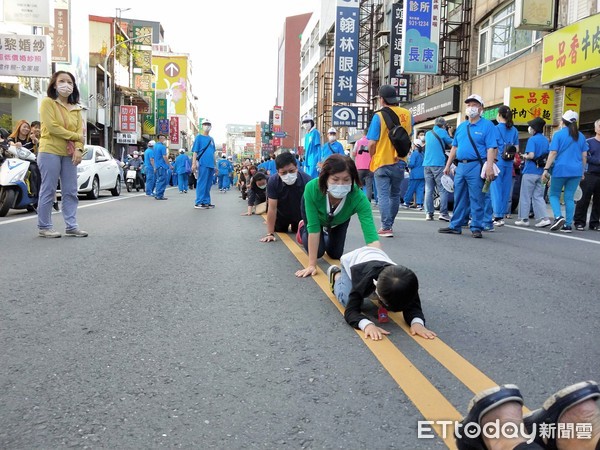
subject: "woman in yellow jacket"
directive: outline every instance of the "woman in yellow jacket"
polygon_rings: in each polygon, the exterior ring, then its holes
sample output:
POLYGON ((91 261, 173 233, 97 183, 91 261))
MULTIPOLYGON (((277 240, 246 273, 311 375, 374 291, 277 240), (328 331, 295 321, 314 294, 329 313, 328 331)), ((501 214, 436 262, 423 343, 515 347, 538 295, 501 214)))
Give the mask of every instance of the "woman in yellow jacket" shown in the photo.
POLYGON ((37 162, 42 175, 38 201, 39 235, 61 237, 52 227, 52 203, 60 178, 66 236, 85 237, 77 224, 77 165, 83 156, 83 118, 75 77, 64 71, 52 75, 40 106, 42 132, 37 162))

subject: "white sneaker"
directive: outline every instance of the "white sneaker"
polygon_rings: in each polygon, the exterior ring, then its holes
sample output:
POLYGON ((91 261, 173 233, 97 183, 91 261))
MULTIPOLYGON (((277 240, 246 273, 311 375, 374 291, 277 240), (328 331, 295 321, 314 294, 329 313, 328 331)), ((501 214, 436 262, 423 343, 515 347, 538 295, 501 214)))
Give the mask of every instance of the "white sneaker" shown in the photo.
POLYGON ((552 221, 548 218, 546 219, 542 219, 540 220, 538 223, 535 224, 536 228, 544 228, 547 227, 548 225, 550 225, 552 223, 552 221))

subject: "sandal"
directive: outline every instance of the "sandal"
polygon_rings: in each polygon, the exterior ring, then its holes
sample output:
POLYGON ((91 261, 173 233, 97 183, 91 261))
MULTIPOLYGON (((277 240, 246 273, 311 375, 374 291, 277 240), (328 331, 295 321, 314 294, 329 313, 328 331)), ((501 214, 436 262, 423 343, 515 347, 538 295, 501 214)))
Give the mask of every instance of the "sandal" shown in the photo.
POLYGON ((481 433, 476 432, 481 426, 481 418, 492 409, 508 402, 523 405, 523 396, 514 384, 486 389, 473 397, 469 402, 469 412, 460 422, 461 427, 454 430, 458 450, 486 450, 481 433), (466 432, 467 430, 469 432, 466 432))
POLYGON ((563 413, 581 402, 598 398, 600 398, 600 389, 598 388, 598 383, 595 381, 582 381, 581 383, 568 386, 551 395, 540 409, 532 411, 523 417, 527 432, 530 434, 532 432, 535 433, 534 441, 537 444, 546 449, 556 450, 556 430, 558 428, 558 421, 563 413), (548 425, 553 428, 550 428, 548 425), (546 432, 541 433, 544 429, 546 432), (552 431, 552 429, 554 429, 554 432, 548 432, 552 431), (544 438, 540 436, 541 434, 544 435, 547 442, 544 442, 544 438))

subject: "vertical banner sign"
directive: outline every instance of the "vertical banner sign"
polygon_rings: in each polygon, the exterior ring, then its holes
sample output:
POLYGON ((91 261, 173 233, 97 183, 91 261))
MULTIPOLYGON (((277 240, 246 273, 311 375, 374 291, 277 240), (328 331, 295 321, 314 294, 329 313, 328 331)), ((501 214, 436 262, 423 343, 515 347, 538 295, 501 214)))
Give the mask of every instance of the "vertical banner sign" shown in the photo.
POLYGON ((54 8, 54 27, 44 27, 44 34, 50 36, 52 62, 71 62, 71 35, 69 10, 54 8))
POLYGON ((169 141, 173 145, 179 145, 179 117, 171 117, 169 125, 169 141))
POLYGON ((404 0, 402 72, 436 74, 440 41, 439 0, 404 0))
POLYGON ((119 117, 123 133, 135 133, 137 131, 137 106, 121 105, 119 117))
POLYGON ((392 4, 390 32, 390 79, 402 74, 402 3, 392 4))
POLYGON ((353 103, 358 72, 358 0, 337 0, 335 16, 333 101, 353 103))

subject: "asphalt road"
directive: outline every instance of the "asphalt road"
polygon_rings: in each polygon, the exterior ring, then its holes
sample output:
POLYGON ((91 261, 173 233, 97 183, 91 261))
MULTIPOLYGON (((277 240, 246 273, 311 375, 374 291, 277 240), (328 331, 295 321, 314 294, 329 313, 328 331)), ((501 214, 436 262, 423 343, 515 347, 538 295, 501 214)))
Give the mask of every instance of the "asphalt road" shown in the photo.
MULTIPOLYGON (((509 220, 479 240, 401 211, 383 246, 439 339, 393 314, 366 342, 323 273, 294 277, 293 236, 258 242, 237 192, 213 210, 167 196, 82 200, 82 239, 0 218, 0 448, 438 449, 452 439, 417 422, 458 419, 482 388, 515 383, 534 409, 600 379, 598 232, 509 220)), ((346 249, 363 244, 354 220, 346 249)))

--

Required task - Can you write out all of the material above word for word, with the pictures left out?

Answer to the exercise -
subject: "woman in yellow jacket"
directive: outline every instance of the "woman in yellow jacket"
polygon_rings: in each polygon, the exterior ring, then its holes
sample output:
POLYGON ((91 261, 173 233, 97 183, 91 261))
MULTIPOLYGON (((277 240, 246 273, 311 375, 374 291, 277 240), (328 331, 295 321, 314 294, 329 313, 328 331)), ((501 214, 436 262, 423 343, 515 347, 538 295, 501 214)))
Give the mask of every instance of the "woman in yellow jacket" shown in the photo.
POLYGON ((37 162, 42 175, 38 201, 39 235, 61 237, 52 227, 52 203, 60 178, 66 236, 85 237, 77 224, 77 165, 83 156, 83 118, 75 77, 64 71, 52 75, 40 106, 42 132, 37 162))

subject: "white sneaker"
directive: outline every instance of the "white sneaker"
polygon_rings: in each polygon, the exterior ring, then its holes
sample output:
POLYGON ((91 261, 173 233, 97 183, 91 261))
MULTIPOLYGON (((277 240, 246 273, 311 375, 374 291, 277 240), (328 331, 295 321, 314 294, 329 313, 328 331)), ((501 214, 436 262, 423 343, 515 347, 538 295, 501 214)))
Give the mask of every instance of the "white sneaker" shown in the photo.
POLYGON ((552 221, 548 218, 546 219, 542 219, 540 220, 538 223, 535 224, 536 228, 544 228, 547 227, 548 225, 550 225, 552 223, 552 221))

subject: "sandal"
directive: outline every instance of the "sandal"
polygon_rings: in each polygon, the exterior ring, then its holes
sample output:
POLYGON ((91 261, 173 233, 97 183, 91 261))
MULTIPOLYGON (((277 240, 246 273, 311 375, 374 291, 277 240), (328 331, 295 321, 314 294, 329 313, 328 331)), ((501 214, 436 262, 423 343, 515 347, 538 295, 501 214)))
Give the mask of every instance of the "sandal" shown in the photo.
POLYGON ((481 433, 476 432, 481 426, 481 418, 492 409, 508 402, 523 405, 523 396, 514 384, 486 389, 473 397, 469 402, 469 412, 460 422, 461 427, 454 430, 458 450, 486 450, 481 433), (466 432, 467 430, 469 432, 466 432))
POLYGON ((563 413, 581 402, 598 398, 600 398, 600 389, 598 388, 598 383, 595 381, 582 381, 581 383, 568 386, 551 395, 540 409, 532 411, 523 417, 527 432, 530 434, 532 432, 535 433, 534 441, 537 444, 546 449, 556 450, 556 430, 558 428, 558 421, 563 413), (548 425, 553 428, 550 428, 548 425), (546 432, 541 433, 544 429, 546 432), (552 431, 552 429, 554 429, 554 432, 548 432, 552 431), (544 438, 540 436, 541 434, 544 435, 547 442, 544 442, 544 438))

subject: "vertical banner sign"
directive: outline every instance of the "vertical banner sign"
polygon_rings: in each polygon, the exterior ring, then its holes
sample output:
POLYGON ((91 261, 173 233, 97 183, 91 261))
MULTIPOLYGON (((277 240, 246 273, 311 375, 374 291, 277 240), (328 331, 295 321, 314 294, 329 313, 328 331)), ((501 214, 436 262, 423 343, 515 347, 538 295, 501 214)))
Give the mask of every instance of the "vertical banner sign" shown in the photo.
POLYGON ((54 8, 54 27, 44 27, 44 34, 50 36, 52 62, 71 62, 71 35, 69 10, 54 8))
POLYGON ((169 141, 173 145, 179 145, 179 117, 171 117, 169 125, 169 141))
POLYGON ((404 0, 402 72, 436 74, 440 41, 439 0, 404 0))
POLYGON ((119 117, 123 133, 135 133, 137 131, 137 106, 121 105, 119 117))
POLYGON ((392 4, 390 32, 390 79, 402 74, 402 3, 392 4))
POLYGON ((353 103, 358 72, 358 0, 337 0, 335 16, 333 101, 353 103))

subject: "asphalt road"
directive: outline every instance of the "asphalt road"
polygon_rings: in each polygon, the exterior ring, then its holes
sample output:
POLYGON ((91 261, 173 233, 97 183, 91 261))
MULTIPOLYGON (((277 240, 246 273, 311 375, 374 291, 277 240), (328 331, 295 321, 314 294, 329 313, 328 331)), ((501 214, 436 262, 423 343, 515 347, 538 295, 501 214)))
Give the mask of every instance of the "asphalt road" shown in the photo.
MULTIPOLYGON (((509 220, 479 240, 401 211, 383 246, 439 339, 393 314, 366 342, 323 273, 294 277, 293 236, 258 242, 237 192, 213 210, 167 196, 82 200, 82 239, 0 218, 0 448, 438 449, 452 439, 417 422, 458 419, 482 388, 515 383, 534 409, 600 379, 598 232, 509 220)), ((346 249, 363 244, 354 220, 346 249)))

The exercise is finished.